> **EXERCISE DIRECTIONS**: Below are some records; retype all of them exactly.
--- Begin INPUT FOR THIS TASK ---
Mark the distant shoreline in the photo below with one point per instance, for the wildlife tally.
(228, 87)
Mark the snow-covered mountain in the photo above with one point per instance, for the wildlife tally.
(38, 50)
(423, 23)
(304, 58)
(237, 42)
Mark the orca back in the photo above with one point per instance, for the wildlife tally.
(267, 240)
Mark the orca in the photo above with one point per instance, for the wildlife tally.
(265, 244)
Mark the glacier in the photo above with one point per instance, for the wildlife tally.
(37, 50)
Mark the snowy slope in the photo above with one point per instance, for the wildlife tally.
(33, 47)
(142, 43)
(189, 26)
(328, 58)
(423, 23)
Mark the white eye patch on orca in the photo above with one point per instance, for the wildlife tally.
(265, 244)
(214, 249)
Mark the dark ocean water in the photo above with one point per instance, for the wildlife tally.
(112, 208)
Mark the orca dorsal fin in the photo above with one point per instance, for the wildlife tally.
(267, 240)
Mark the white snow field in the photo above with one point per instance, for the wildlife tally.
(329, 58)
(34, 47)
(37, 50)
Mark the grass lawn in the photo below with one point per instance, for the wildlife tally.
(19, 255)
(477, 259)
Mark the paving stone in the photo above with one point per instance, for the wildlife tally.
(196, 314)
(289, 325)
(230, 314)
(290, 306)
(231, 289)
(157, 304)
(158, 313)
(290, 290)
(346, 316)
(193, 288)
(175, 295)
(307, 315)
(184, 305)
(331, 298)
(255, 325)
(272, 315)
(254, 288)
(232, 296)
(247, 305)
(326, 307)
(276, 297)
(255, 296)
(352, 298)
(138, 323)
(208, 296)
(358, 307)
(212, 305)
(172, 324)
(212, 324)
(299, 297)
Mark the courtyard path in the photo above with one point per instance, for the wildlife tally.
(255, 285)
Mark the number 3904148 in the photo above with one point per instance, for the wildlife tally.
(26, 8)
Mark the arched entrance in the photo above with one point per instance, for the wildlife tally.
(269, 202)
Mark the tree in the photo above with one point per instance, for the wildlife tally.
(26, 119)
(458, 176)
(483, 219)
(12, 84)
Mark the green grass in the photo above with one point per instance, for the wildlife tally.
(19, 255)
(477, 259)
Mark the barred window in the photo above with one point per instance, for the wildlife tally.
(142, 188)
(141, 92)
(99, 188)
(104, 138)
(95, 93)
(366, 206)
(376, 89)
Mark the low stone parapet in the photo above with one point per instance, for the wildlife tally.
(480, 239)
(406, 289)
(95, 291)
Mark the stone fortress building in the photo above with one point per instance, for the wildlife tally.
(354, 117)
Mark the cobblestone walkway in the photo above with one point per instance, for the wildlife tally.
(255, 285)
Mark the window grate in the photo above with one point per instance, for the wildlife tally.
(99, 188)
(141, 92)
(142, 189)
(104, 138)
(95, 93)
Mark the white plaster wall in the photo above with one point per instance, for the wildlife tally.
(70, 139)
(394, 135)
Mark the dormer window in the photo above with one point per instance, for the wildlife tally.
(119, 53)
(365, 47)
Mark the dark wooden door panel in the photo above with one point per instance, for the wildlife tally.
--- End INPUT FOR THIS TASK ---
> **SOLUTION**:
Mark the distant shoreline in the photo below with one point per instance, for the wildlife tally.
(228, 87)
Mark the snow-covered mountain in the photo above with one point per instance, for the wildlife tally.
(38, 50)
(423, 23)
(304, 58)
(237, 42)
Mark the orca back in the photo above with one point per instance, for the wildlife tally.
(267, 240)
Mark the orca in the photo above with one point per instance, for the wildlife tally.
(265, 244)
Mark the glacier in the photo above with one point per instance, for the wildlife tally.
(37, 50)
Mark the snowy slope in the photo above with one point per instance, for the wildlife tally.
(33, 47)
(142, 43)
(189, 26)
(328, 58)
(423, 23)
Mark the white eye patch on orca in the photo above with one point per instance, for the wildlife tally.
(265, 244)
(214, 249)
Mark the dark ocean water in the photo above with one point per instance, for the wildlife tally.
(112, 208)
Mark the orca dorsal fin in the photo above with one point per instance, for the wildlife tally.
(267, 240)
Mark the white snow field in the photo above with one point per instance, for the wildlife tally.
(329, 58)
(34, 47)
(37, 50)
Mark the grass lawn in the photo below with one point per instance, for the wildlife tally.
(19, 255)
(477, 259)
Mark the paving stone in the photo above with one point per instance, for the wildlife tally.
(196, 314)
(289, 325)
(230, 314)
(290, 306)
(231, 289)
(157, 304)
(158, 313)
(290, 290)
(346, 316)
(193, 288)
(175, 295)
(307, 315)
(184, 305)
(331, 298)
(255, 325)
(272, 315)
(254, 288)
(232, 296)
(247, 305)
(326, 307)
(276, 297)
(255, 296)
(352, 298)
(138, 323)
(208, 296)
(358, 307)
(212, 305)
(172, 324)
(212, 324)
(299, 297)
Mark the courtyard path in the photo above with one point per instance, for the wildlife tally.
(255, 285)
Mark the number 3904148 in the photo above with one point per instance, for the wildlife tally.
(26, 8)
Mark the arched entrance in the photo above with one point per instance, for the wildlife tally.
(269, 202)
Mark the tree in the photo above with one point per instance, for the wildlife tally.
(26, 119)
(458, 176)
(483, 219)
(12, 84)
Mark the green grass in the photo above with one point per instance, for the wildlife tally.
(19, 255)
(477, 259)
Mark the barred window in the photo above with one point per instance, for the wildlife tally.
(142, 188)
(141, 92)
(99, 188)
(104, 138)
(95, 93)
(366, 206)
(376, 89)
Mark the low stone parapet in the photo above with one point per instance, for the wildlife tally.
(480, 239)
(406, 289)
(95, 291)
Mark the stone fortress building in the photo above with one point per instance, for the wildlife tally.
(354, 117)
Mark the cobblestone walkway in the photo above with one point per instance, for the wildlife tally.
(255, 285)
Mark the window grate in the photo above with one point per instance, for the wildlife tally.
(99, 188)
(141, 92)
(142, 189)
(104, 138)
(95, 93)
Mark the white plaster wall in the photo above with one point per instance, for the wildlife tally.
(70, 139)
(394, 135)
Mark the dormer window in the photo above with one point per instance, for the wildlife tally.
(119, 53)
(365, 47)
Mark the dark wooden door panel in the photo above with one point per instance, for the wildlife tally.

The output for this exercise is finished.